### Consigne écrite a
Quelles lignes des entrées contiennent le mot « white » ? Relevez-les toutes, sans les modifier.

### Extrait de texte
::::::::::
La compatibilité de conditions de recevabilité et de leur application avec le droit d'accès à un tribunal dépend des particularités de la procédure en cause et s'apprécie au regard de l'ensemble du procès (CEDH, 24 février 2009, L'Erablière c. Belgique, § 36; 29 mars 2011, R.T.B.F. c. Belgique, § 70).

B.9.2. La Cour n'est pas compétente pour apprécier, sur la base des éléments propres à un litige spécifique, si le constat d'irrecevabilité d'un moyen par un juge est compatible avec le droit d'accès au juge.

Il n'appartient pas non plus à la Cour de contrôler la disposition qui fonde un tel constat d'irrecevabilité au regard du droit d'accès au juge, puisqu'une telle disposition ne fait pas l'objet de la question posée à la Cour.

B.10.1. Ni l'article 13 de la Constitution, ni l'article 6 de la Convention européenne des droits de l'homme ne garantissent un droit à un double degré de juridiction (CEDH, grande chambre, 26 octobre 2000, Kudla c. Pologne, § 122; 18 décembre 2007, Marini c. Albanie, § 120; 17 juillet 2012, Muscat c. Maltes, § 42). Sauf en matière pénale, il n'existe en outre aucun principe général de droit qui impose l'existence d'un double degré de juridiction.

B.10.2. La limitation des griefs susceptibles d'aboutir à la révision d'un arrêt du Conseil d'Etat n'est pas, en tant que telle, incompatible avec le droit d'accès au juge, même s'il s'ensuit que certaines irrégularités qui entachent cette décision ne peuvent aboutir à son anéantissement ou à sa révision.

Il est dans la logique même d'un système de voies de recours que la portée de celui-ci tienne compte de l'autorité particulière dont sont revêtues les décisions rendues en dernier ressort, lesquelles sont en principe adoptées par des juridictions supérieures.

B.11. Eu égard à ce qui précède et au caractère exceptionnel du recours en révision, la disposition en cause, en prévoyant que ce recours ne peut être introduit de manière recevable que dans les circonstances - exceptionnelles - qu'elle définit, ne porte pas atteinte au droit d'accès au juge, tel qu'il est garanti par l'article 13 de la Constitution, combiné ou non avec les articles 6 et 13 de la Convention européenne des droits de l'homme.
::::::::::
### Entrées fournies
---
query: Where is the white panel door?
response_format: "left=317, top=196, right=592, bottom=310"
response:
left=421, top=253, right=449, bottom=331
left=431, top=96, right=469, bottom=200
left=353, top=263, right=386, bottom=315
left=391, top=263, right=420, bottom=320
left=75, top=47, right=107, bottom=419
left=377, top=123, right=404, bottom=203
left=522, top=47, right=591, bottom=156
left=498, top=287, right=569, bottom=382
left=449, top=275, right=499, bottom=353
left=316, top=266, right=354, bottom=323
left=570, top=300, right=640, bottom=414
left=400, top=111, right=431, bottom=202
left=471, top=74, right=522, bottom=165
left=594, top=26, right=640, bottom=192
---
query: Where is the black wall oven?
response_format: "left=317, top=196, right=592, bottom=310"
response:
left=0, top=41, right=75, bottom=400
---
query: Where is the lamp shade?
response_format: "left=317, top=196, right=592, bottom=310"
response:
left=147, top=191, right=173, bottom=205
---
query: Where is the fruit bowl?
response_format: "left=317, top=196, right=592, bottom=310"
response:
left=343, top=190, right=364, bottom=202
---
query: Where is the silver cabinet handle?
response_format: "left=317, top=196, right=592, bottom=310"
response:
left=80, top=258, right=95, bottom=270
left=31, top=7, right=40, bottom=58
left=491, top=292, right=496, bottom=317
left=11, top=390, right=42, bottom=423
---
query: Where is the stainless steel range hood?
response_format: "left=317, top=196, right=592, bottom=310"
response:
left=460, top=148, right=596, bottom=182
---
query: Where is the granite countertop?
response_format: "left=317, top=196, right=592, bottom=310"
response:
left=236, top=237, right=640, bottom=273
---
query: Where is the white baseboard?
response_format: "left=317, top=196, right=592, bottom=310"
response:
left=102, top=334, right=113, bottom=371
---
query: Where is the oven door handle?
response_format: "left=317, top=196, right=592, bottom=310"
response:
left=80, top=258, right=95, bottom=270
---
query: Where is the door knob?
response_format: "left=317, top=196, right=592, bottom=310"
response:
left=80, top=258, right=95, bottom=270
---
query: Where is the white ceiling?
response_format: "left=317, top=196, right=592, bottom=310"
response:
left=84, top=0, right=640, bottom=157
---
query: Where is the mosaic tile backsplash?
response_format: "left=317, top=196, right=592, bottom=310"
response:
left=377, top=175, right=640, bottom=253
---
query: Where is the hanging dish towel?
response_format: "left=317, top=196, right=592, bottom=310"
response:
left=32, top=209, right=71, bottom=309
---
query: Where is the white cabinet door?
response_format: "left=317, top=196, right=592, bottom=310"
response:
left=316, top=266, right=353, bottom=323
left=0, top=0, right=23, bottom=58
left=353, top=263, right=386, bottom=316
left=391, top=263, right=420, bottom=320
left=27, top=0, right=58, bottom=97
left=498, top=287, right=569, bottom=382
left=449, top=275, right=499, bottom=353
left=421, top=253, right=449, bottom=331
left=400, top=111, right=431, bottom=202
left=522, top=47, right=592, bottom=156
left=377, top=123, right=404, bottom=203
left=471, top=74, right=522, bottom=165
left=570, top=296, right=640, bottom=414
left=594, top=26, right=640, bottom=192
::::::::::
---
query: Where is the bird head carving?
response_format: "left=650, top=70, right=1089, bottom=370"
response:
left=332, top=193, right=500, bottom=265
::::::::::
### Consigne écrite b
Poursuivez le texte sur le droit d'accès au juge et le recours en révision, à partir de sa dernière phrase.

### Réponse attendue a
query: Where is the white panel door?
query: Where is the white baseboard?
query: Where is the white ceiling?
query: Where is the white cabinet door?

### Réponse attendue b
B.12. La première question préjudicielle appelle une réponse négative.

B.13. En ce qui concerne la seconde question préjudicielle, la SA « Banque nationale de Belgique » fait valoir que cette question n'a pas été formulée de manière neutre, en ce qu'elle part de l'idée que la différence de traitement qu'elle vise n'est pas raisonnablement justifiée. Elle demande une reformulation de cette question.

B.14. Les parties devant la Cour ne peuvent modifier ou faire modifier le contenu des questions préjudicielles.

B.15. La circonstance qu'une question serait formulée de manière tendancieuse n'est pas de nature à empêcher la Cour d'exercer son contrôle sur la disposition qui en fait l'objet, à moins que la question ne permette pas de déterminer en quoi cette disposition serait inconstitutionnelle. Tel n'est pas le cas en l'espèce. Les mémoires des parties devant la Cour font de surcroît apparaître que la formulation de la question préjudicielle n'a pas empêché ces parties de développer leur point de vue quant au caractère raisonnablement justifié ou non de la différence de traitement soulevée dans la question.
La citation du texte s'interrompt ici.